§ INFORMATION:

-*-*-

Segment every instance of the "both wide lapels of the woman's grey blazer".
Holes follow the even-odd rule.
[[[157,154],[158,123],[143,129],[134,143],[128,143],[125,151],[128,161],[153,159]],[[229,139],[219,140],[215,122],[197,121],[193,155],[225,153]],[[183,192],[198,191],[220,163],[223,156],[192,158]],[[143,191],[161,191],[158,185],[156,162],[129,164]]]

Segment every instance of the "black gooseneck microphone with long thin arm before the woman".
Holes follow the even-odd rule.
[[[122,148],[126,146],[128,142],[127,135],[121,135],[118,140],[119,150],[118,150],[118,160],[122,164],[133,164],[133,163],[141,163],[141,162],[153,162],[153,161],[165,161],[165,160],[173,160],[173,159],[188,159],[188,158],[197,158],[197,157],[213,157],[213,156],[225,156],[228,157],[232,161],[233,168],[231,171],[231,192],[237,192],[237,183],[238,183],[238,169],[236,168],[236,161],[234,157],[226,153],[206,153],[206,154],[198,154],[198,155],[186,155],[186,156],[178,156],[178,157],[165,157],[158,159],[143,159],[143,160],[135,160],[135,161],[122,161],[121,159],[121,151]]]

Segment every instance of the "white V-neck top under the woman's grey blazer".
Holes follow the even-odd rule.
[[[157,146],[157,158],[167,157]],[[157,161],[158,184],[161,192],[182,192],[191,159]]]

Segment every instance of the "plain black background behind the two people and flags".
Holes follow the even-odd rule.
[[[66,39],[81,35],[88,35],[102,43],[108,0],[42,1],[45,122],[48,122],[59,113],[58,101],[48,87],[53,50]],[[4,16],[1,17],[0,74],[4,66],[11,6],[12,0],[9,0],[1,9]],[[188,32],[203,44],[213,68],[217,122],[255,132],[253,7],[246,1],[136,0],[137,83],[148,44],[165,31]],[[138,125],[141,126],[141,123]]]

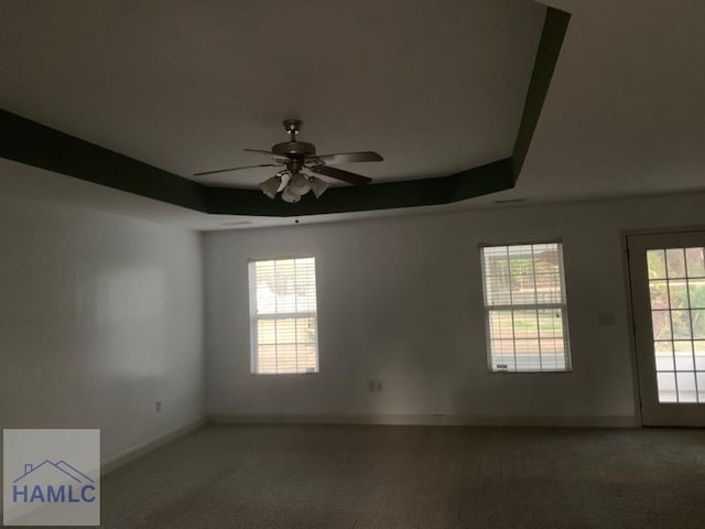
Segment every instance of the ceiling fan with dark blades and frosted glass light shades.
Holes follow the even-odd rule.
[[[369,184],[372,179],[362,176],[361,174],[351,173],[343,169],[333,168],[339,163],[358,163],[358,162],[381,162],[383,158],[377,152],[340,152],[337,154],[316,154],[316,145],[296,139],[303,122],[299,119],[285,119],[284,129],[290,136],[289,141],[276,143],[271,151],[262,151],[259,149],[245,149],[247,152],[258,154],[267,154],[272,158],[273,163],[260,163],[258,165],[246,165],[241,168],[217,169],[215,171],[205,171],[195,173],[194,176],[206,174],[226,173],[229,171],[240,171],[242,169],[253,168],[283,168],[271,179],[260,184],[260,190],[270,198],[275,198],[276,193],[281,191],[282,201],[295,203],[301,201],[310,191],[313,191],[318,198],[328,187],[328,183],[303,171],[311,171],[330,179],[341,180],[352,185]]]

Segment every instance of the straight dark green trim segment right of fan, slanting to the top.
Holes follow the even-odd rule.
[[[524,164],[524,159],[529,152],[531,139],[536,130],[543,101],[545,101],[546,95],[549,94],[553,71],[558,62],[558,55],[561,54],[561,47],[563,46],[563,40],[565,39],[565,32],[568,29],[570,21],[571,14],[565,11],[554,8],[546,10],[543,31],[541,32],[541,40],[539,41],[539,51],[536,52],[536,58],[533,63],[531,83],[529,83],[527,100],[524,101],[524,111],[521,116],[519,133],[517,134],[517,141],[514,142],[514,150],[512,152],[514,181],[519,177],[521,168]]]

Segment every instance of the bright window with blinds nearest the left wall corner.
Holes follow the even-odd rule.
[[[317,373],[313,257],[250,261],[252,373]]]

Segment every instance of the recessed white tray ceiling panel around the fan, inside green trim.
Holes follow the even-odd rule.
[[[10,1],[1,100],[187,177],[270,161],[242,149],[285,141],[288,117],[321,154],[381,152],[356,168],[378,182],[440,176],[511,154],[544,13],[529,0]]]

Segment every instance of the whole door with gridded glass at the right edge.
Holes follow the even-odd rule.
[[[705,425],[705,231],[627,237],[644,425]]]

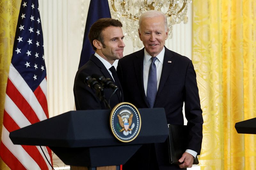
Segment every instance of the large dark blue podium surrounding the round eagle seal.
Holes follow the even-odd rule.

-*-*-

§ WORK INSTRUCTIONS:
An exact restatement of every record is required. Omit the images.

§ OUTPUT:
Segment every instance of the "both wide lapels of the woman's grey blazer".
Holes follow the even-odd rule.
[[[157,154],[158,123],[143,129],[134,143],[128,143],[125,151],[128,161],[153,159]],[[229,139],[219,140],[215,122],[197,121],[193,155],[225,153]],[[183,192],[198,191],[220,163],[223,156],[192,158]],[[143,191],[161,191],[158,185],[156,162],[129,164]]]

Segment every instance of the "black gooseneck microphone with long thin arm before the woman".
Holes follow the even-odd rule.
[[[122,148],[126,146],[128,142],[127,135],[121,135],[118,140],[119,150],[118,150],[118,160],[122,164],[133,164],[133,163],[141,163],[141,162],[153,162],[153,161],[165,161],[165,160],[173,160],[173,159],[188,159],[188,158],[197,158],[197,157],[213,157],[213,156],[225,156],[228,157],[232,161],[233,168],[231,171],[231,192],[237,192],[237,183],[238,183],[238,169],[236,168],[236,161],[234,157],[226,153],[206,153],[206,154],[198,154],[198,155],[186,155],[186,156],[178,156],[178,157],[165,157],[158,159],[143,159],[143,160],[135,160],[135,161],[122,161],[121,159],[121,151]]]

Segment every instance of the "white V-neck top under the woman's grey blazer".
Holes follow the even-odd rule.
[[[157,146],[157,158],[167,157]],[[157,161],[158,184],[161,192],[182,192],[191,159]]]

Segment every instance of the "plain black background behind the two people and flags".
Holes follow the even-odd rule.
[[[66,39],[81,35],[88,35],[102,43],[108,0],[42,1],[45,122],[48,122],[59,113],[58,101],[48,87],[53,50]],[[4,16],[1,17],[0,74],[4,66],[11,6],[12,0],[9,0],[1,9]],[[188,32],[203,44],[213,68],[217,122],[255,132],[253,7],[246,1],[136,0],[137,83],[148,44],[165,31]],[[138,125],[141,126],[141,123]]]

Segment every instance of the ceiling fan with dark blades and frosted glass light shades.
Holes follow the even-odd rule.
[[[369,184],[372,179],[362,176],[361,174],[351,173],[343,169],[333,168],[339,163],[358,163],[358,162],[381,162],[383,158],[377,152],[340,152],[337,154],[316,154],[316,145],[296,139],[303,122],[299,119],[285,119],[284,129],[290,136],[289,141],[276,143],[271,151],[262,151],[259,149],[245,149],[247,152],[258,154],[267,154],[272,158],[273,163],[260,163],[258,165],[246,165],[241,168],[217,169],[215,171],[205,171],[195,173],[194,176],[206,174],[226,173],[229,171],[240,171],[242,169],[253,168],[283,168],[271,179],[260,184],[260,190],[270,198],[275,198],[276,193],[281,191],[282,201],[295,203],[301,201],[310,191],[313,191],[318,198],[328,187],[328,183],[303,171],[311,171],[330,179],[341,180],[352,185]]]

Segment every instance of the straight dark green trim segment right of fan, slanting to the top.
Holes follow the even-odd rule.
[[[524,164],[524,159],[529,152],[531,139],[536,130],[543,101],[545,101],[546,95],[549,94],[553,71],[558,62],[558,55],[561,54],[561,47],[563,46],[563,40],[565,39],[565,32],[568,29],[570,21],[571,14],[565,11],[554,8],[546,10],[543,31],[541,32],[541,40],[539,41],[539,51],[536,52],[536,58],[533,63],[531,83],[529,83],[527,100],[524,101],[524,111],[521,116],[519,133],[517,134],[517,141],[514,142],[514,150],[512,152],[514,181],[519,177],[521,168]]]

Segment every instance of the bright window with blinds nearest the left wall corner.
Holes follow the even-odd rule.
[[[317,373],[313,257],[250,261],[252,373]]]

Segment every instance of the recessed white tray ceiling panel around the fan, inside green trim.
Holes follow the even-odd rule.
[[[10,1],[1,100],[187,177],[270,161],[242,149],[285,141],[288,117],[321,154],[381,152],[356,168],[378,182],[440,176],[511,154],[544,13],[529,0]]]

Segment every instance of the whole door with gridded glass at the right edge.
Holes follow the even-odd rule.
[[[705,425],[705,231],[627,237],[644,425]]]

Segment every instance of the large dark blue podium surrounding the round eagle seal.
Holes follow the even-odd rule.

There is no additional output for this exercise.